Reproduce verbatim only the lines from the one containing "Could you spot the stone bridge" through the last line below, both included.

-- start of RECORDS PROVIDED --

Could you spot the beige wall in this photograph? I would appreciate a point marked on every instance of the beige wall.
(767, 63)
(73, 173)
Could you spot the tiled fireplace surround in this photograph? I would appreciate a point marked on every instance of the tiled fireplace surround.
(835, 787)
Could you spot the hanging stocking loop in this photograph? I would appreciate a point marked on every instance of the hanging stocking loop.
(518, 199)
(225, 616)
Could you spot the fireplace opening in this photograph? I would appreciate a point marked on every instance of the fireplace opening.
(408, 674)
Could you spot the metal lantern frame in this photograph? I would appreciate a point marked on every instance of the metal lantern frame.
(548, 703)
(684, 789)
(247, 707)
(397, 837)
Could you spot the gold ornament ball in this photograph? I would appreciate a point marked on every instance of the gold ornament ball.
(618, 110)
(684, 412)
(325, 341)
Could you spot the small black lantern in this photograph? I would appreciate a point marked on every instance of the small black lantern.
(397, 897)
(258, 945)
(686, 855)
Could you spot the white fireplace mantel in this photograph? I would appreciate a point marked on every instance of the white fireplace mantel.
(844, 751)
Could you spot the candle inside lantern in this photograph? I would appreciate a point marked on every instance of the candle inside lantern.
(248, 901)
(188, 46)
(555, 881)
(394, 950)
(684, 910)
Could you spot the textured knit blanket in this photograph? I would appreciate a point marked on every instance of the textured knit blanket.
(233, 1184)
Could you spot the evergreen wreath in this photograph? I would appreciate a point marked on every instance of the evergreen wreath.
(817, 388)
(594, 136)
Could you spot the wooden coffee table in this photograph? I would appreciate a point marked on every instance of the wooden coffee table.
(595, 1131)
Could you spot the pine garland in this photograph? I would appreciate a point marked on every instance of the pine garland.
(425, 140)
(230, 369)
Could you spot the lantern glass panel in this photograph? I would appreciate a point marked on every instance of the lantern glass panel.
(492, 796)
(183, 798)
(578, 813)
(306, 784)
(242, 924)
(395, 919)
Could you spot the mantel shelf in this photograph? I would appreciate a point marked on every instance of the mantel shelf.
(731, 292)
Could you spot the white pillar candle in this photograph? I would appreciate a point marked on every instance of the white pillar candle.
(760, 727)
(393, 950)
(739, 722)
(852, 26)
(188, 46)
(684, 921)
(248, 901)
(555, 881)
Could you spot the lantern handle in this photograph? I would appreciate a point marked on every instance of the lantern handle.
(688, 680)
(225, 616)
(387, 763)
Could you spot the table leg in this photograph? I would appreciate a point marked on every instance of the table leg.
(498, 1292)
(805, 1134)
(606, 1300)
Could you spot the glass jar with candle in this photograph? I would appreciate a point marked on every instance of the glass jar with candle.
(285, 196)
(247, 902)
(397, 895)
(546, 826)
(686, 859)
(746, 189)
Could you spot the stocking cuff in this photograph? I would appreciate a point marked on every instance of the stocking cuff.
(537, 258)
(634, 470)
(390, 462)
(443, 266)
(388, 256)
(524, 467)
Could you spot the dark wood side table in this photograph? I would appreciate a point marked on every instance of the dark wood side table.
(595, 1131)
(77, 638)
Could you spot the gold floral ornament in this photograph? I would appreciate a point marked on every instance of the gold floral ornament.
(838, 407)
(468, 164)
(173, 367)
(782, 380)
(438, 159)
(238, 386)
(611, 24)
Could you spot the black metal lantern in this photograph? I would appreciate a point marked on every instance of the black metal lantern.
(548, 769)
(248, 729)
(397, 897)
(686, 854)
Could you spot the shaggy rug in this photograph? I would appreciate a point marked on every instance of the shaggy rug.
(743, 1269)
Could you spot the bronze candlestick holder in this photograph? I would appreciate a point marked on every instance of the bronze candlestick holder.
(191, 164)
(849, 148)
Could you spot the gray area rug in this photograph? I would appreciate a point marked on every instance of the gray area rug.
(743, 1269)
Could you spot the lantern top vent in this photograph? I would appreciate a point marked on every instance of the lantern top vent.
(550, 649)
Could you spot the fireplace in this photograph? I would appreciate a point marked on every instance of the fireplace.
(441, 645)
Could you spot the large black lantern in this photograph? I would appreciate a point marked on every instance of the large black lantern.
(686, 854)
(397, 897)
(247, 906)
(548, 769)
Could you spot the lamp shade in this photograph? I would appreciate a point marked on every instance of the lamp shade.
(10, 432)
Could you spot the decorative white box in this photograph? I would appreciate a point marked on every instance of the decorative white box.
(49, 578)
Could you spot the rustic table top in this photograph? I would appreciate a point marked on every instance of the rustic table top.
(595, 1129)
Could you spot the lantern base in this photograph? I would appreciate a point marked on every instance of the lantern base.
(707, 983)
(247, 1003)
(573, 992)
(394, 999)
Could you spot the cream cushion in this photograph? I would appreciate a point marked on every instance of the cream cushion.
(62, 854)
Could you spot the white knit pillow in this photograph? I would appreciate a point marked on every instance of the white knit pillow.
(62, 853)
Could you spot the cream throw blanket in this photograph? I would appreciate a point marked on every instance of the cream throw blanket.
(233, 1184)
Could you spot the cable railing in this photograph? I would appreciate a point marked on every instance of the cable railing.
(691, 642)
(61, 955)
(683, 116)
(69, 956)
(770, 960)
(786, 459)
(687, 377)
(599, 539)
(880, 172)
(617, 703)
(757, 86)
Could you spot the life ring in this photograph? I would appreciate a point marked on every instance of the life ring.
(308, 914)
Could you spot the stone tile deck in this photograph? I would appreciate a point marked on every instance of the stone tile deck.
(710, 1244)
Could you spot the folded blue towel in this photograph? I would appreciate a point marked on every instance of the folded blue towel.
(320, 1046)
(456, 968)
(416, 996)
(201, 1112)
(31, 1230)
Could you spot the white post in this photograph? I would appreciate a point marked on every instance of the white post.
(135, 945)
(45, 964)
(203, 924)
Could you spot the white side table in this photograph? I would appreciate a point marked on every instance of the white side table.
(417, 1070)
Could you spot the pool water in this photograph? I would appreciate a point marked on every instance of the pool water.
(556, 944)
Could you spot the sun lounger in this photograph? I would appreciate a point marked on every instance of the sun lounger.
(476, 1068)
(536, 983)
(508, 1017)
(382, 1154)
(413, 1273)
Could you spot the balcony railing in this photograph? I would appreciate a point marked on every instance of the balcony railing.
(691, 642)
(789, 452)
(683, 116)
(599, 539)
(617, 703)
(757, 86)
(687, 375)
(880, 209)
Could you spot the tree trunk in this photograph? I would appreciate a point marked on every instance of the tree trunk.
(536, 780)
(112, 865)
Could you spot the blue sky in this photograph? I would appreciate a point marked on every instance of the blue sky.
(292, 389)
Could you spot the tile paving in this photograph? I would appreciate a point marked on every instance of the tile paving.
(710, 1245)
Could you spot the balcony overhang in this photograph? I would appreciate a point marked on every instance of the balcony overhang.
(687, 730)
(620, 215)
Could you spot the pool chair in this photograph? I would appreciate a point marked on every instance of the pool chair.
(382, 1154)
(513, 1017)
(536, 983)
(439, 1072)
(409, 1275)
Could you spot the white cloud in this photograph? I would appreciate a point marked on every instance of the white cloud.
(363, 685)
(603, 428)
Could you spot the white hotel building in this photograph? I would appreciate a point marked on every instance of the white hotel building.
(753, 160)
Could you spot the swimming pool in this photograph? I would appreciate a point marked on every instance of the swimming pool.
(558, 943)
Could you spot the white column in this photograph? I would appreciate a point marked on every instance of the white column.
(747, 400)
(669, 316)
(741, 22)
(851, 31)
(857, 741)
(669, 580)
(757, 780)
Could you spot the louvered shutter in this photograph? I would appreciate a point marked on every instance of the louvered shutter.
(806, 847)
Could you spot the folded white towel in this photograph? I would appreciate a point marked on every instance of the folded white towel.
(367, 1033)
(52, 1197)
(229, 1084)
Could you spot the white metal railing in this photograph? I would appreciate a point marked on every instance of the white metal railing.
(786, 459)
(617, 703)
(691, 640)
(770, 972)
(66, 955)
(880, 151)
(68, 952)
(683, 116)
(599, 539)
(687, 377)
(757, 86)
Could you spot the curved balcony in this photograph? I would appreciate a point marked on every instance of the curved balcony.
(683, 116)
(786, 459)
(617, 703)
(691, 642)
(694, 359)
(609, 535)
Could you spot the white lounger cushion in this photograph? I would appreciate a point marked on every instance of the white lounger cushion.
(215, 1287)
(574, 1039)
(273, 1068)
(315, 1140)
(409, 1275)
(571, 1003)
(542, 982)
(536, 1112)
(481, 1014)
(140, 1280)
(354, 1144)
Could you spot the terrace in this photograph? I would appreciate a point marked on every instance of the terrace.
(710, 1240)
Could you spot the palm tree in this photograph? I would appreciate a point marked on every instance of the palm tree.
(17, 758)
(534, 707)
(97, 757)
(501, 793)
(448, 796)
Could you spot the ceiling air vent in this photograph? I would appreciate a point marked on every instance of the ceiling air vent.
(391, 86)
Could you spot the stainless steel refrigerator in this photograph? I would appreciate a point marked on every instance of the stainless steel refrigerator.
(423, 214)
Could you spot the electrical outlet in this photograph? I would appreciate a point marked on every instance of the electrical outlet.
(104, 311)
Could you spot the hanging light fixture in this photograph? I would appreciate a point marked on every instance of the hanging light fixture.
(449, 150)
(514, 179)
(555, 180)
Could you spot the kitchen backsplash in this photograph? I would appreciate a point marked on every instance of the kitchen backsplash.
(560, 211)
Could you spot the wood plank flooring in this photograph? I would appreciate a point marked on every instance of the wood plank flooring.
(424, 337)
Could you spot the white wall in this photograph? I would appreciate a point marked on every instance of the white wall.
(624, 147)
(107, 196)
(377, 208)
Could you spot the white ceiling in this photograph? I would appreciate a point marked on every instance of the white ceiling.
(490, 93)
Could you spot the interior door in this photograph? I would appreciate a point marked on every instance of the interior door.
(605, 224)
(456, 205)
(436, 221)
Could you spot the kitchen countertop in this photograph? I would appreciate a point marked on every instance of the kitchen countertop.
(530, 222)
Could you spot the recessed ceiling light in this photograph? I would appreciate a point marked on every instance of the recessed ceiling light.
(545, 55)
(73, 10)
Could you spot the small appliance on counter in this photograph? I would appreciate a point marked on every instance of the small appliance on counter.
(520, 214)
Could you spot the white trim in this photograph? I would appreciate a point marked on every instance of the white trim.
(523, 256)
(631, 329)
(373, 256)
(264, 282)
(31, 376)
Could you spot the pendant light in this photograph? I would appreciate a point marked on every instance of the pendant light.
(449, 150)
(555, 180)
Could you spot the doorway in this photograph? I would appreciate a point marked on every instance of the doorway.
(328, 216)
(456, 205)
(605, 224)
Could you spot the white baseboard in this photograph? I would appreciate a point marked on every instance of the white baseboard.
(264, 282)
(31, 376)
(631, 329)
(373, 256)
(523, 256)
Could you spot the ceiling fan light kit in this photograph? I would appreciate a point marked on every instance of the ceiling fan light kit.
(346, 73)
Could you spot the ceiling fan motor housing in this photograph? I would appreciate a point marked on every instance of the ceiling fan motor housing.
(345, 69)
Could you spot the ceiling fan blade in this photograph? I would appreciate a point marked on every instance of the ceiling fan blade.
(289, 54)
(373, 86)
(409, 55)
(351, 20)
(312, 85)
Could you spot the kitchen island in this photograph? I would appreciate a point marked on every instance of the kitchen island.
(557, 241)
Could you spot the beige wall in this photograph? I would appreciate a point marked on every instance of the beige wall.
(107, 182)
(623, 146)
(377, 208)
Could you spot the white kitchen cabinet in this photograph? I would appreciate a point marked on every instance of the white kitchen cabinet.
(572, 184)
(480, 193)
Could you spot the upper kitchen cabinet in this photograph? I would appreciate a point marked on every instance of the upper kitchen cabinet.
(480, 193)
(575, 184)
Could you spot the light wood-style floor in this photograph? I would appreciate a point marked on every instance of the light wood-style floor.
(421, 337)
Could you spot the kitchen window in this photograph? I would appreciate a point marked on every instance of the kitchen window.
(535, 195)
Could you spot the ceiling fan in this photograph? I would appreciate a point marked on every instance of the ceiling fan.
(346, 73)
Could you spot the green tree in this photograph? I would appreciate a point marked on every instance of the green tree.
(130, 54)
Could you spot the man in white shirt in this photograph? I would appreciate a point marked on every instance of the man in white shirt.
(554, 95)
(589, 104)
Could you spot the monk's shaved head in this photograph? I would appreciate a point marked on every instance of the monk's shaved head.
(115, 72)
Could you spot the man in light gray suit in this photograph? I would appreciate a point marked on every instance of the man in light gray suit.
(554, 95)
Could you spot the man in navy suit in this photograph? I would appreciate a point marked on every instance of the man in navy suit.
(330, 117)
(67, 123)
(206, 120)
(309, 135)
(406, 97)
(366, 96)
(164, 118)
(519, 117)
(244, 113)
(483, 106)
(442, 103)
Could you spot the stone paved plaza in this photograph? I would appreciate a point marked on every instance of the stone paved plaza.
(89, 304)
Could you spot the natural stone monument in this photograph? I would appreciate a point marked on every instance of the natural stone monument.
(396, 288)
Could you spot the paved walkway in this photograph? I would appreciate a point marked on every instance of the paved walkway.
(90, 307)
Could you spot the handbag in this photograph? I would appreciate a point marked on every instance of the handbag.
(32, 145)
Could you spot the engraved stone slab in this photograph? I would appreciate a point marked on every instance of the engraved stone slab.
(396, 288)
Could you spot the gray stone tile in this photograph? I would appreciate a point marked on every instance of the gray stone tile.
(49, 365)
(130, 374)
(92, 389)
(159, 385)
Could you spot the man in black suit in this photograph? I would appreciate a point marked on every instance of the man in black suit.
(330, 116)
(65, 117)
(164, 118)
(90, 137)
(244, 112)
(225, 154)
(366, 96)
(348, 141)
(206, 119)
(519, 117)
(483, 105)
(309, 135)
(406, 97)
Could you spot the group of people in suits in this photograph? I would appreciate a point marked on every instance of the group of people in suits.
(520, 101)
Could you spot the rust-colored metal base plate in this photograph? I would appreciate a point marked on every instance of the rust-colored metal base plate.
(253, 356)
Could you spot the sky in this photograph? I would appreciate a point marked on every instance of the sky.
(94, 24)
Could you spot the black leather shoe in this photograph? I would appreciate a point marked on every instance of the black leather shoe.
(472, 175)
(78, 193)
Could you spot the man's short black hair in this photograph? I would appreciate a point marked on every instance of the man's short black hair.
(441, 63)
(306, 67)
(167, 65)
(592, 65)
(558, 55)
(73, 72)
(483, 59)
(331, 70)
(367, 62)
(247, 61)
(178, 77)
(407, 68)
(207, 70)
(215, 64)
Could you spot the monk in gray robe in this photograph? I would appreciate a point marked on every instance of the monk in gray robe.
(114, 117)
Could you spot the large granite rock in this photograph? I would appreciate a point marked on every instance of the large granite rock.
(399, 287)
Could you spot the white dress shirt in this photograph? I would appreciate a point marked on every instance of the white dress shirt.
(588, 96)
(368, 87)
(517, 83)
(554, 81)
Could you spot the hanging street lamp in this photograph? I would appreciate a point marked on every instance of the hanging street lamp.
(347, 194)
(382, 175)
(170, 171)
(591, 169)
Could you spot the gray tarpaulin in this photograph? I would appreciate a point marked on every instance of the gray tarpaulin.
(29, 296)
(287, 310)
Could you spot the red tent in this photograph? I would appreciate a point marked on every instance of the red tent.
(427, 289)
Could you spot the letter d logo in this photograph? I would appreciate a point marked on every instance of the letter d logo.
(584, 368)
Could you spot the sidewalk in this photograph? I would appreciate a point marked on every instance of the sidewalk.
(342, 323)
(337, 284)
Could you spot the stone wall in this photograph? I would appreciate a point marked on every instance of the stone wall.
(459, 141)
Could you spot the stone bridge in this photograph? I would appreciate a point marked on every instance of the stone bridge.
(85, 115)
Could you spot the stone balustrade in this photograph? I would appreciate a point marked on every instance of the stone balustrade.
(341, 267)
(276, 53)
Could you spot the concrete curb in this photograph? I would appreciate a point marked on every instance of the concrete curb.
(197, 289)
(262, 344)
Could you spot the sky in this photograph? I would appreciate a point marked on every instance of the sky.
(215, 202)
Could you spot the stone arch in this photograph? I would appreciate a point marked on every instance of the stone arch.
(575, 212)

-- end of RECORDS PROVIDED --

EXERCISE RESPONSE
Could you spot the stone bridge in this photograph? I would appreciate a point marked on every instance of the stone bridge.
(85, 115)
Could you spot the stone balustrade in this photograph? I would appreciate a point marked on every instance of the stone balustrade.
(341, 267)
(276, 53)
Could you spot the concrete curb in this photograph? I would appreciate a point marked on every instance of the concrete curb.
(197, 289)
(262, 344)
Could you spot the sky in this photograph? I would appreciate a point marked on every instance of the sky.
(215, 202)
Could you spot the stone arch in this photograph? I would appreciate a point marked on every instance of the stone arch.
(575, 212)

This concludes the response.